**Consigne écrite**
Transcrivez fidèlement, dans le passage présenté ci-dessous sur la parole de la narratrice, tout ce qui va de « La destination des » jusqu'à « paroles aux lecteurs. ».

**Passage présenté**
La parole de la narratrice dans Ravisseur joue un rôle crucial dans la dynamique narrative, révélant les tensions entre son discours en tant que narratrice et ses interactions en tant que personnage. Cette analyse discursive met en lumière comment ces éléments façonnent l’intrigue et les idéologies sous-jacentes.


La destination des paroles des personnages

I. 3. 1. La parole de la narratrice

Les rapports que la narratrice entretient avec l’histoire qu’elle raconte vont déterminer la nature de la parole. Elle est confrontée au problème1 de la correspondance entre son langage en tant que narratrice et ses propos en tant que personnage, elle est amenée à retransmettre ses propres paroles aux lecteurs.

Je dressai mes plans, puis les appliquai avec minutie. Je téléphonai aux copines qui entassaient draps et nappes en vue de leurs noces. Je leur proposai mes services à bas prix. (p. 97)

Un soir où ma verve tarissait, à cause de la fièvre et parce que j’étais concentrée sur une commande à livrer, il déplia les bras, comme une invite, leva les sourcils alors qu’il voulait savoir les raisons de mon acharnement. Il nous fallait de l’argent, lui dis-je, beaucoup d’argent. (p. 140)

La narratrice raconte son histoire en se servant d’une distance humoristique pour renverser les situations narratives en sa faveur.

Il me salua dune inclinaison de la tête, une gracieuse révérence .si j’avais perdu la raison, j’aurais dit qu’il était l’ange Gabriel, ou un homologue, venu me proposer une carrière de prophétesse. Mais j’avais toute ma tête, et le désert était bien loin (p139)

Elle déploie aussi dans la description des personnages toutes formes d’humour : tendre, satirique, ironique. L’humour s’exerce d’une façon tendre à l’égard de ses sœurs, et d’une manière féroce à l’égard de son père et ironique à l’égard de sa belle-sœur. Soulignons aussi que la narratrice personnage se moque d’elle-même.

Lignes d'annotation de position:
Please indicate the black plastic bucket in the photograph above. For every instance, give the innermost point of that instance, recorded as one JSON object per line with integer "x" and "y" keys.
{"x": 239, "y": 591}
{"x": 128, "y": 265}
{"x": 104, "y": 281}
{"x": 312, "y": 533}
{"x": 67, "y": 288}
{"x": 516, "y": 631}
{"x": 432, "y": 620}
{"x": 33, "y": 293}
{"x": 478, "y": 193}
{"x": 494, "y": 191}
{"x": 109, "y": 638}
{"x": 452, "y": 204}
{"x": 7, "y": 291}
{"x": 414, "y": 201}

**Résultat ci-dessous**
La destination des paroles des personnages

I. 3. 1. La parole de la narratrice

Les rapports que la narratrice entretient avec l’histoire qu’elle raconte vont déterminer la nature de la parole. Elle est confrontée au problème1 de la correspondance entre son langage en tant que narratrice et ses propos en tant que personnage, elle est amenée à retransmettre ses propres paroles aux lecteurs.